Recorded data:
━━━━━━━━━━━━━━━━━━━━━━━━━━━━━━

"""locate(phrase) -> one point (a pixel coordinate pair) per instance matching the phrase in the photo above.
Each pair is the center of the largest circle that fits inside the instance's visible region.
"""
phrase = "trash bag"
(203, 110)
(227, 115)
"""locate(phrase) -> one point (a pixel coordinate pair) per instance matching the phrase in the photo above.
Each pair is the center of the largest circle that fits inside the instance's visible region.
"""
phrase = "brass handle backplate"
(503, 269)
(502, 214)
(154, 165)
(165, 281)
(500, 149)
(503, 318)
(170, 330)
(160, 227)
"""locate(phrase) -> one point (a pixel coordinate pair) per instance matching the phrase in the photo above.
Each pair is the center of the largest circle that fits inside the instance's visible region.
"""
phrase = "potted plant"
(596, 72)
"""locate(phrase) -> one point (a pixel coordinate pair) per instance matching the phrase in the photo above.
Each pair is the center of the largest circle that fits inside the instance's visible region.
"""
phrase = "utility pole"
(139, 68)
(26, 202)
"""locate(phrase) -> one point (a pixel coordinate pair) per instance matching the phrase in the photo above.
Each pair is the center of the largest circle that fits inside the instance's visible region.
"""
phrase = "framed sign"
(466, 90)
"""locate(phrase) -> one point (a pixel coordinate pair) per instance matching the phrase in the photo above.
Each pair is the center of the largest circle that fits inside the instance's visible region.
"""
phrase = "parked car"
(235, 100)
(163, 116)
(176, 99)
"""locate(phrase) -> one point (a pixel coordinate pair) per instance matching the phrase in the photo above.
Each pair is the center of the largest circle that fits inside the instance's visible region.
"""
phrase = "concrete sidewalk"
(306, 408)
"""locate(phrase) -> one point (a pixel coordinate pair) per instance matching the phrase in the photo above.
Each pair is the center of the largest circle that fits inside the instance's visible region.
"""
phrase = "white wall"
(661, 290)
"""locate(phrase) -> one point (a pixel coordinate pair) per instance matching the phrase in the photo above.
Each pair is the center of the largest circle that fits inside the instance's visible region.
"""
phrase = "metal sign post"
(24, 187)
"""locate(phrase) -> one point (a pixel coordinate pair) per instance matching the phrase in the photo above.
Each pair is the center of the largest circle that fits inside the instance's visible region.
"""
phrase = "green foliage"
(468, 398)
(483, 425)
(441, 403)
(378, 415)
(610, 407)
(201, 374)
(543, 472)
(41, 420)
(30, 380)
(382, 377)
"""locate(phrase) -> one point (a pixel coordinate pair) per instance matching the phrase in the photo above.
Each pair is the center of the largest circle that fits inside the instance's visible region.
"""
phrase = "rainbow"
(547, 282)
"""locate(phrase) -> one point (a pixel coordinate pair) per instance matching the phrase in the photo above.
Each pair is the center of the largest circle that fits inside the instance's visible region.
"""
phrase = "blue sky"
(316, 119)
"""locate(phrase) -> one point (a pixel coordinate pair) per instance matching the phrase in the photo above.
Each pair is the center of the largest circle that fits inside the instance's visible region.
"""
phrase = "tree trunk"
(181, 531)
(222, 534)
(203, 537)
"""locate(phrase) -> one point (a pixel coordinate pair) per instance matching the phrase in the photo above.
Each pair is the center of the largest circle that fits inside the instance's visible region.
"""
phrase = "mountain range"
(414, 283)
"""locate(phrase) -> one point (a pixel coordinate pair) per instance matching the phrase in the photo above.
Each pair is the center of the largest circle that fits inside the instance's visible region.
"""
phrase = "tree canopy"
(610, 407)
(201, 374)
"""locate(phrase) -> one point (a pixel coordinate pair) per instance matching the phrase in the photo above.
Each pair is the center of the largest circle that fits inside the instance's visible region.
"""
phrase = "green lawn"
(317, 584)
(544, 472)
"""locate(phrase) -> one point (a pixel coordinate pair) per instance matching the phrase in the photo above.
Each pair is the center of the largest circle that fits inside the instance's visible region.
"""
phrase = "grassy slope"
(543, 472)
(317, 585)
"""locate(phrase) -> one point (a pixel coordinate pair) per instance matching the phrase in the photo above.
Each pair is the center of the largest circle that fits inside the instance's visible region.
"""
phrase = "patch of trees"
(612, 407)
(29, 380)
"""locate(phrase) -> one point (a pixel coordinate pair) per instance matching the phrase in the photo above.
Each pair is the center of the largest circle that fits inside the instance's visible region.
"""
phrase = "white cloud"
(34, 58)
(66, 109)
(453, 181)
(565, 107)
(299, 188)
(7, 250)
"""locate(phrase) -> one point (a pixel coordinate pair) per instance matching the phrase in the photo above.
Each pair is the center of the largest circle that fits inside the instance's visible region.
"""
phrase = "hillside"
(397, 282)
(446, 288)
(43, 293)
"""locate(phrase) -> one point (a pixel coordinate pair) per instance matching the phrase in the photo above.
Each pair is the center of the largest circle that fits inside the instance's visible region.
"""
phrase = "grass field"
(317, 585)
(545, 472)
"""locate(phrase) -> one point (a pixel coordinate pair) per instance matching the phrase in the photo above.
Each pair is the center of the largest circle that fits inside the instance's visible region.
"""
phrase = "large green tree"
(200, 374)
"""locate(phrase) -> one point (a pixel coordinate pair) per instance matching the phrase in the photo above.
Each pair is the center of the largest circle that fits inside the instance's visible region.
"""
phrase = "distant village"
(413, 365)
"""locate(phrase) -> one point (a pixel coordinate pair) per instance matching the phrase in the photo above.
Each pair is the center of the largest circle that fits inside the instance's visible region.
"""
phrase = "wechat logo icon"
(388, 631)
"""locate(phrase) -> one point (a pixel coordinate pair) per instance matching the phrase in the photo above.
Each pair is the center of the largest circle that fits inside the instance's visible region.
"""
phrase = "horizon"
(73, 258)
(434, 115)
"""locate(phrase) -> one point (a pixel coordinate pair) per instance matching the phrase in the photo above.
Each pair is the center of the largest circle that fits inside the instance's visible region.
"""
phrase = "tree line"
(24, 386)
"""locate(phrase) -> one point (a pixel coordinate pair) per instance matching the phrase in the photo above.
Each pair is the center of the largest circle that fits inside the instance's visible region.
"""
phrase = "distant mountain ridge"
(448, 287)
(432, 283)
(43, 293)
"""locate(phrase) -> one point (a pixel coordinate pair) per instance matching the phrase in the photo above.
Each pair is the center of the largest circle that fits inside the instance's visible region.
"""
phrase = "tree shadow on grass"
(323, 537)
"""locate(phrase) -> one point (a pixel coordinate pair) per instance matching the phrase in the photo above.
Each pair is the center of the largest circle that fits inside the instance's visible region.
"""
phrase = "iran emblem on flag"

━━━━━━━━━━━━━━━━━━━━━━━━━━━━━━

EXERCISE BRIEF – Extract the full listing above without alteration.

COMPLETED TASK –
"""locate(phrase) -> one point (a pixel coordinate pair) per instance matching the phrase in the photo above.
Each pair is the center of the largest circle that fits inside the instance's visible region.
"""
phrase = "trash bag"
(203, 110)
(227, 115)
"""locate(phrase) -> one point (a pixel coordinate pair) per instance matching the phrase in the photo above.
Each pair is the center of the largest circle that fits inside the instance's visible region.
"""
phrase = "brass handle backplate"
(503, 269)
(502, 214)
(154, 165)
(165, 281)
(500, 149)
(503, 318)
(170, 330)
(160, 227)
"""locate(phrase) -> one point (a pixel coordinate pair) per instance matching the phrase in the photo above.
Each pair is the center of the largest circle that fits inside the instance's visible region.
"""
phrase = "potted plant"
(596, 72)
"""locate(phrase) -> one point (a pixel coordinate pair) per instance matching the phrase in the photo above.
Each pair is the center of the largest circle that fits inside the instance's visible region.
"""
phrase = "utility pole"
(139, 68)
(26, 202)
"""locate(phrase) -> one point (a pixel coordinate pair) per instance matching the phrase in the photo above.
Each pair is the center of the largest circle that fits inside the instance's visible region.
"""
phrase = "framed sign"
(466, 90)
"""locate(phrase) -> one point (a pixel coordinate pair) per instance matching the phrase in the photo above.
Each pair is the center of the largest circle that fits inside the instance's visible region.
"""
phrase = "parked car"
(235, 100)
(163, 116)
(176, 99)
"""locate(phrase) -> one point (a pixel coordinate pair) per instance matching the phrase in the photo above.
Each pair is the center of the largest circle that fits inside the instance's visible region.
"""
phrase = "concrete sidewalk"
(306, 408)
"""locate(phrase) -> one point (a pixel coordinate pair) per instance matching the phrase in the photo above.
Each pair is the center of the largest circle that fits inside the instance's visible region.
"""
phrase = "white wall"
(661, 290)
"""locate(phrase) -> one point (a pixel coordinate pair) per instance matching the phrase in the photo above.
Each pair is the center of the largest circle that fits inside the instance's visible region.
"""
phrase = "metal sign post"
(24, 187)
"""locate(phrase) -> one point (a pixel coordinate pair) per instance matching the phrase in the photo above.
Each pair is the center of the largest circle that fits inside the instance's visible region.
"""
phrase = "green foliage"
(468, 398)
(483, 425)
(441, 403)
(378, 415)
(610, 407)
(201, 374)
(543, 472)
(41, 420)
(30, 380)
(382, 377)
"""locate(phrase) -> one point (a pixel coordinate pair) per instance matching the phrase in the photo above.
Each pair is the center of the largest circle that fits inside the instance's visible region.
"""
phrase = "rainbow"
(547, 282)
"""locate(phrase) -> one point (a pixel coordinate pair) per instance matching the phrase in the photo above.
Each pair is the center of the largest circle that fits inside the instance's visible region.
"""
phrase = "blue sky"
(316, 119)
"""locate(phrase) -> one point (a pixel coordinate pair) per instance matching the phrase in the photo above.
Each pair is the center of the largest circle that fits inside the instance's visible region.
"""
phrase = "tree trunk"
(181, 531)
(222, 534)
(203, 537)
"""locate(phrase) -> one point (a pixel coordinate pair) per instance matching the phrase in the photo above.
Each pair is the center of the largest circle that fits inside the instance's visible region.
"""
phrase = "mountain range"
(414, 283)
"""locate(phrase) -> one point (a pixel coordinate pair) per instance matching the phrase in the photo above.
Each pair is the center of the largest circle that fits inside the instance's visible region.
"""
phrase = "tree canopy"
(610, 407)
(201, 374)
"""locate(phrase) -> one point (a pixel coordinate pair) per instance matching the phrase in the photo above.
Each pair is the center of the largest circle that fits inside the instance's visible region.
"""
phrase = "green lawn"
(317, 584)
(544, 472)
"""locate(phrase) -> one point (a pixel coordinate pair) per instance matching the phrase in the photo above.
Each pair is the center of the largest circle that fits inside the instance's visible region.
"""
phrase = "grassy slope"
(543, 472)
(317, 585)
"""locate(phrase) -> one point (a pixel coordinate pair) per instance matching the phrase in the photo above.
Each pair is the center of the largest circle that fits inside the instance's visible region.
"""
phrase = "patch of trees"
(612, 407)
(29, 380)
"""locate(phrase) -> one point (a pixel coordinate pair) per instance matching the phrase in the photo above.
Each pair is the center of the largest circle that fits inside the instance's visible region.
"""
phrase = "white cloud"
(34, 58)
(66, 109)
(453, 181)
(565, 107)
(299, 188)
(7, 250)
"""locate(phrase) -> one point (a pixel coordinate pair) per instance matching the phrase in the photo above.
Each pair is the center of the largest circle that fits inside the instance's visible region.
"""
phrase = "hillside"
(397, 282)
(446, 288)
(43, 293)
"""locate(phrase) -> one point (a pixel coordinate pair) per instance matching the phrase in the photo above.
Each pair is the center of the largest circle that fits inside the instance's visible region.
"""
phrase = "grass field"
(317, 585)
(545, 472)
"""locate(phrase) -> one point (a pixel coordinate pair) per instance matching the phrase in the photo above.
Each pair is the center of the largest circle that fits inside the instance's visible region.
"""
phrase = "large green tree"
(200, 374)
"""locate(phrase) -> one point (a pixel coordinate pair) per instance matching the phrase in the photo above.
Each pair is the center of the largest circle that fits inside the instance's visible region.
"""
phrase = "distant village"
(413, 365)
"""locate(phrase) -> one point (a pixel coordinate pair) per instance matching the phrase in the photo above.
Each pair is the center of the largest circle that fits inside the instance's visible region.
"""
phrase = "wechat logo icon"
(388, 631)
"""locate(phrase) -> one point (a pixel coordinate pair) per instance matching the phrase in the photo above.
Each pair is the center of the largest circle that fits inside the instance's visible region.
"""
phrase = "horizon"
(73, 258)
(434, 115)
"""locate(phrase) -> one point (a pixel coordinate pair) per instance matching the phrase in the photo above.
Each pair is the center of the largest circle that fits inside the instance's visible region.
"""
phrase = "tree line"
(24, 386)
"""locate(phrase) -> one point (a pixel coordinate pair) per instance matching the phrase in the photo above.
Each pair is the center of the largest circle that fits inside the instance's visible region.
"""
phrase = "distant mountain ridge"
(448, 287)
(432, 283)
(43, 293)
"""locate(phrase) -> one point (a pixel coordinate pair) per instance matching the phrase in the photo above.
Each pair is the center of the largest circle that fits inside the instance's visible region.
"""
phrase = "tree shadow on grass"
(323, 537)
"""locate(phrase) -> one point (a pixel coordinate pair) per instance matching the phrase in the photo above.
Each pair is the center of the largest circle that fits inside the instance's visible region.
"""
phrase = "iran emblem on flag"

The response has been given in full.